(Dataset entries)
--------------------

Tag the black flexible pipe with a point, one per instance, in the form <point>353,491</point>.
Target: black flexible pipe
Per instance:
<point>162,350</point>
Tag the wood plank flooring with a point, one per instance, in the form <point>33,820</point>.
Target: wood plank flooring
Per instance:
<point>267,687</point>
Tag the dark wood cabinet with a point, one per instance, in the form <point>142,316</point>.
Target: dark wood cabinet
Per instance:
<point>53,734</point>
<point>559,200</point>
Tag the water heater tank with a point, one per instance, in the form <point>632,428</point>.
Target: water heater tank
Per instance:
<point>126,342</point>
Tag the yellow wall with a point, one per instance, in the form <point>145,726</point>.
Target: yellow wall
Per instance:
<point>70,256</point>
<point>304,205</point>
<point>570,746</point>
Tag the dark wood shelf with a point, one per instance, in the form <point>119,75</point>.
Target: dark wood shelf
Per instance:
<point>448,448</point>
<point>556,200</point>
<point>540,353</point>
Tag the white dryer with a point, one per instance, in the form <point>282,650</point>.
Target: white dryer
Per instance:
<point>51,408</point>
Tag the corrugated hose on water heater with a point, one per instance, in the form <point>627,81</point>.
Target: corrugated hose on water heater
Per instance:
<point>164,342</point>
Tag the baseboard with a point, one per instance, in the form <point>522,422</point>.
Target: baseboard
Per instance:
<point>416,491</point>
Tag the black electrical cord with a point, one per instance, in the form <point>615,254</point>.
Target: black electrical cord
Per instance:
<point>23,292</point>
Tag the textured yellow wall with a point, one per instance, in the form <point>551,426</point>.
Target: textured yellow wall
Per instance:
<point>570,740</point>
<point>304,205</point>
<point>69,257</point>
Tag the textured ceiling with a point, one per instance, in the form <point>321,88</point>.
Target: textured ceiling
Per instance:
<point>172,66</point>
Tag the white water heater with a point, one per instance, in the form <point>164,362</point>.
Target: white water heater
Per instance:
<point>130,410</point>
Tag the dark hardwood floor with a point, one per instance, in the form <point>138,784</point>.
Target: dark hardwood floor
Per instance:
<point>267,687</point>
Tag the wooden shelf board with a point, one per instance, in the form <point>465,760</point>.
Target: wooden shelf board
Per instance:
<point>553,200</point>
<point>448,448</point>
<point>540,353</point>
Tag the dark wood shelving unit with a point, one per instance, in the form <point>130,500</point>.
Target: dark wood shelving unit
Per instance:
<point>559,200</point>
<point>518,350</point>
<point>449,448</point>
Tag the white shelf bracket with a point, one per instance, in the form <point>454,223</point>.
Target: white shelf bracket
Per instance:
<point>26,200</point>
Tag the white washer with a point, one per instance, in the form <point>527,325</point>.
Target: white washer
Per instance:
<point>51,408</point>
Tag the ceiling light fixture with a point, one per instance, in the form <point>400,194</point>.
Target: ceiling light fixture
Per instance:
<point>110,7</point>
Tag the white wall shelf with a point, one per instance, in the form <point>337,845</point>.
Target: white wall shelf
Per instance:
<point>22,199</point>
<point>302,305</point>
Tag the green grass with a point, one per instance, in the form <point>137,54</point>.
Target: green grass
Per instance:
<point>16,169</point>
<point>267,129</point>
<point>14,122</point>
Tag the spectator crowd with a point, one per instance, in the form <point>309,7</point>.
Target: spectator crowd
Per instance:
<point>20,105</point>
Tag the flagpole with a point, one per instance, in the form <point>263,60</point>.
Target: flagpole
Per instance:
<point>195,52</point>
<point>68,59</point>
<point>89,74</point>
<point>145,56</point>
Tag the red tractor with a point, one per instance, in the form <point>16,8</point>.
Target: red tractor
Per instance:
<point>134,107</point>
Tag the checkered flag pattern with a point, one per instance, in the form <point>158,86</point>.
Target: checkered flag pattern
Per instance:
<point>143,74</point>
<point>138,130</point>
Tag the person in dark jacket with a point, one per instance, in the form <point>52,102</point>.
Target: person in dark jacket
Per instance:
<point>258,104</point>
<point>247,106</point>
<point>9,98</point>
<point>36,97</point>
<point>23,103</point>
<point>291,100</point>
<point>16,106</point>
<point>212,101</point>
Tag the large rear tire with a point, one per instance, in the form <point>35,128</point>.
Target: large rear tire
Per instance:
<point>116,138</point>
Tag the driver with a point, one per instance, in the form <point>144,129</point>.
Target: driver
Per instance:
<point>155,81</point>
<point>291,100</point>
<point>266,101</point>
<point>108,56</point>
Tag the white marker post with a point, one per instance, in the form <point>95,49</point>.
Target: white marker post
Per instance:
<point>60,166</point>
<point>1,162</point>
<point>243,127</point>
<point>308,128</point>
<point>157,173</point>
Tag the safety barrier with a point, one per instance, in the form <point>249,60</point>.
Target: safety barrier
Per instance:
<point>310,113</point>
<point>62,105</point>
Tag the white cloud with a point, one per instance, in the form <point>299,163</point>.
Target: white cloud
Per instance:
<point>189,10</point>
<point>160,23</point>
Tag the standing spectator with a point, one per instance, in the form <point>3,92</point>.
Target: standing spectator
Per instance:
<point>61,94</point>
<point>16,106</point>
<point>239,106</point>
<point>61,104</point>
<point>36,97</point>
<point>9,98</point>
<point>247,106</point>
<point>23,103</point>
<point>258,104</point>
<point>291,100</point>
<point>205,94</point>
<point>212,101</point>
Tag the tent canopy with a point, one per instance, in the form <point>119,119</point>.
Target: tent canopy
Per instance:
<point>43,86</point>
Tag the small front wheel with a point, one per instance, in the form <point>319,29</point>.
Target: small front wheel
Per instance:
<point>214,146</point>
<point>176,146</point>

--------------------

=== Task objective ===
Please copy out each line in the entries that mentions the string "tent".

=== Result of this task ===
Tag the tent canopy with a point, one per instance, in the form <point>119,119</point>.
Target: tent canopy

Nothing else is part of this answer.